- _Assigned task_: Go through the lines below and copy any that hold the string "wheel".

——

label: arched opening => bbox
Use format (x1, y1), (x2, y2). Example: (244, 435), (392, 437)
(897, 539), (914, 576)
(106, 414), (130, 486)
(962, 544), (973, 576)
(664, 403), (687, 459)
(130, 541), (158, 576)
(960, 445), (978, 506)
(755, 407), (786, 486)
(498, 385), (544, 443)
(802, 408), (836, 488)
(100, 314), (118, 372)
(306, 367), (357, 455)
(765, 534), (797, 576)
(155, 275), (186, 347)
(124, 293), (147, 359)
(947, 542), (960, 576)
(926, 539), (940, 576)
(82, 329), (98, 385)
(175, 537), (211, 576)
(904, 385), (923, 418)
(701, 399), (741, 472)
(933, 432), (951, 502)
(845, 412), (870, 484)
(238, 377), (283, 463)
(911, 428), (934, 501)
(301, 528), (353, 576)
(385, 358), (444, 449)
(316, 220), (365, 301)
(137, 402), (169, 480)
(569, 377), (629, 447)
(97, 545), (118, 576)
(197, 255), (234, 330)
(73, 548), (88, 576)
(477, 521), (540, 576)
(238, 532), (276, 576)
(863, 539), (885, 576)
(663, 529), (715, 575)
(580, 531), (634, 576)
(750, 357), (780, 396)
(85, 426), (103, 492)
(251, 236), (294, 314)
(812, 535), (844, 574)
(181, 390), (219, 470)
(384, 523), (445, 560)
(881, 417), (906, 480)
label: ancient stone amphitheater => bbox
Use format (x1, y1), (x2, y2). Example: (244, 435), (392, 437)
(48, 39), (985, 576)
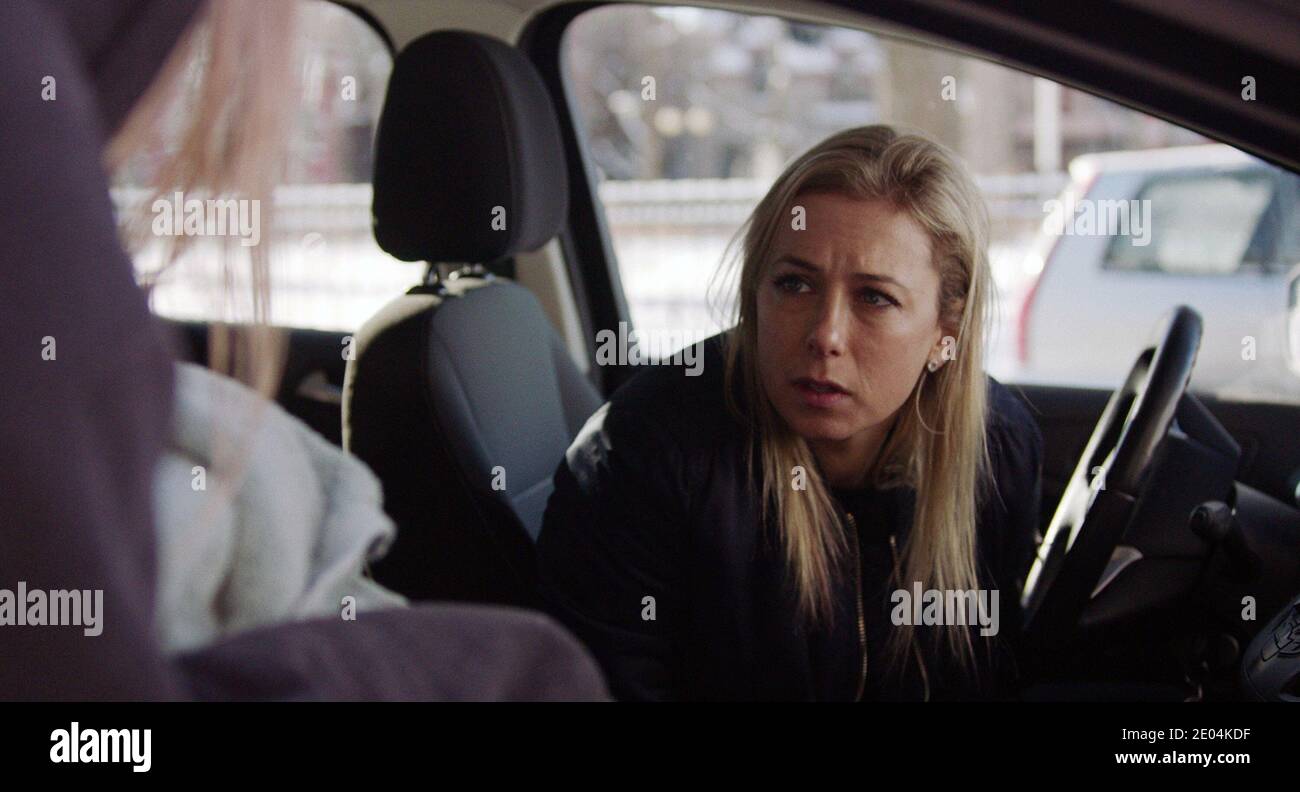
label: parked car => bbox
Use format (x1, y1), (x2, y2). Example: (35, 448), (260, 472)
(1018, 144), (1300, 402)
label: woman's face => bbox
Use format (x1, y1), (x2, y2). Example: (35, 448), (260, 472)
(755, 192), (949, 462)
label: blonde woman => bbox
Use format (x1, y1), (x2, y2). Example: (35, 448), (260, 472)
(537, 125), (1044, 701)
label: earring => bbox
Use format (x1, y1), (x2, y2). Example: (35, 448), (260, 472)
(926, 360), (939, 372)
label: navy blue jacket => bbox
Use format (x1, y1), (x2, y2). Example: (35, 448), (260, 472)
(537, 333), (1044, 701)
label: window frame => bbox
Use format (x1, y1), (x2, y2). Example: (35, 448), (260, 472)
(518, 0), (1300, 396)
(331, 1), (396, 56)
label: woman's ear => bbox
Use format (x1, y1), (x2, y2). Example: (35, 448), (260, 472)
(927, 325), (958, 371)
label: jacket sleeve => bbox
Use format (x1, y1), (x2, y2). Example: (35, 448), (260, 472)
(177, 604), (608, 702)
(982, 383), (1045, 697)
(0, 0), (187, 700)
(536, 401), (691, 701)
(995, 392), (1044, 604)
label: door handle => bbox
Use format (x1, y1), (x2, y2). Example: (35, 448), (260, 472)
(295, 369), (343, 406)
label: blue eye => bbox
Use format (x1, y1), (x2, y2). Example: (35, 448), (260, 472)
(774, 274), (810, 294)
(860, 288), (897, 308)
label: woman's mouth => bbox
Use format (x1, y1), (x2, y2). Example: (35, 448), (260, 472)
(792, 377), (850, 408)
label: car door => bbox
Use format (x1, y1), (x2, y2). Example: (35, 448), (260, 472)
(166, 319), (355, 446)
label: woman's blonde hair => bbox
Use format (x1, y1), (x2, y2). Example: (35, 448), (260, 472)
(108, 0), (300, 397)
(719, 124), (996, 679)
(106, 0), (301, 528)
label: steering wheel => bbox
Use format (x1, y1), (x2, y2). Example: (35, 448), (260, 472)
(1020, 305), (1202, 644)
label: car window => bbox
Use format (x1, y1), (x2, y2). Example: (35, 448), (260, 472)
(561, 4), (1300, 404)
(112, 0), (419, 332)
(1104, 169), (1281, 276)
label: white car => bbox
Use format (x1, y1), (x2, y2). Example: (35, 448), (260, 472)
(1017, 144), (1300, 402)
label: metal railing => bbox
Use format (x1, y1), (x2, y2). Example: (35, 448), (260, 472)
(114, 173), (1067, 334)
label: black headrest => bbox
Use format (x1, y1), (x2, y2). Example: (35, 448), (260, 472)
(372, 30), (570, 264)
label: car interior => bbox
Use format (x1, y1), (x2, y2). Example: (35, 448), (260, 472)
(160, 0), (1300, 702)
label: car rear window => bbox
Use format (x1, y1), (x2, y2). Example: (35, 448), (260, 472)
(1104, 168), (1286, 276)
(112, 0), (419, 332)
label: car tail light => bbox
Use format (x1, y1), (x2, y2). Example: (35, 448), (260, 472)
(1015, 248), (1052, 365)
(1288, 266), (1300, 376)
(1016, 171), (1098, 366)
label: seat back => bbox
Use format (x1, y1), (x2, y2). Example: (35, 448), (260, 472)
(343, 30), (600, 605)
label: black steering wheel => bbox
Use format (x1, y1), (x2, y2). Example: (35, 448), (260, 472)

——

- _Solved exercise_:
label: steering wheel => bbox
label: black steering wheel => bbox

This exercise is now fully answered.